_TEXT EXTRACT_

Mancini moved permanently to Rome in 1883. In the following decades his inability to manage his affairs limited him to a precarious existence even as he developed new techniques: the use of the gratìcola (or perspective grid), radically thick impastos, and the inclusion of glass, metal foil, and other materials on the surfaces of his paintings. Nevertheless, he garnered the support of a cadre of European and American patrons and artists, and the turn of the century brought growing critical acclaim and acceptance of his work. John Singer Sargent is said to have called Mancini the "greatest living painter." Mancini contributed paintings to the Venice Biennale and other respected exhibitions in Europe, and by the time of his death in Italy in 1930, he had assumed the status of a national hero.

_DATASET CONTENT_
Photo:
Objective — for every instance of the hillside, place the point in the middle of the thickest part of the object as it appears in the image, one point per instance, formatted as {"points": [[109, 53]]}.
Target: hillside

_PROBLEM 1_
Reproduce the Mancini passage from "Mancini moved permanently" to "a national hero.".
_PROBLEM 2_
Extend the passage on the painter Mancini beyond its last sentence.
The material was collected from a separate source and is unrelated to the passage on Mancini.

_OUTPUT 1_
Mancini moved permanently to Rome in 1883. In the following decades his inability to manage his affairs limited him to a precarious existence even as he developed new techniques: the use of the gratìcola (or perspective grid), radically thick impastos, and the inclusion of glass, metal foil, and other materials on the surfaces of his paintings. Nevertheless, he garnered the support of a cadre of European and American patrons and artists, and the turn of the century brought growing critical acclaim and acceptance of his work. John Singer Sargent is said to have called Mancini the "greatest living painter." Mancini contributed paintings to the Venice Biennale and other respected exhibitions in Europe, and by the time of his death in Italy in 1930, he had assumed the status of a national hero.

_OUTPUT 2_
Mancini invented a number of highly personal working methods. One was a device he called the gratìcola--or perspective grid--made of a wooden frame with strings stretched across in all directions. One such frame was placed in front of the subject, while another was placed against the canvas in use. Mancini described this mysterious apparatus variously as a means to obtain the exact perspective of his painted objects or to capture the important element of tone. Very often the artist allowed the marks of the gratìcola strings to show in the finished painting, sometimes subtly, but at other times quite aggressively. In extreme cases these grid marks impart a textured, almost quilted decorative quality to the painted surface.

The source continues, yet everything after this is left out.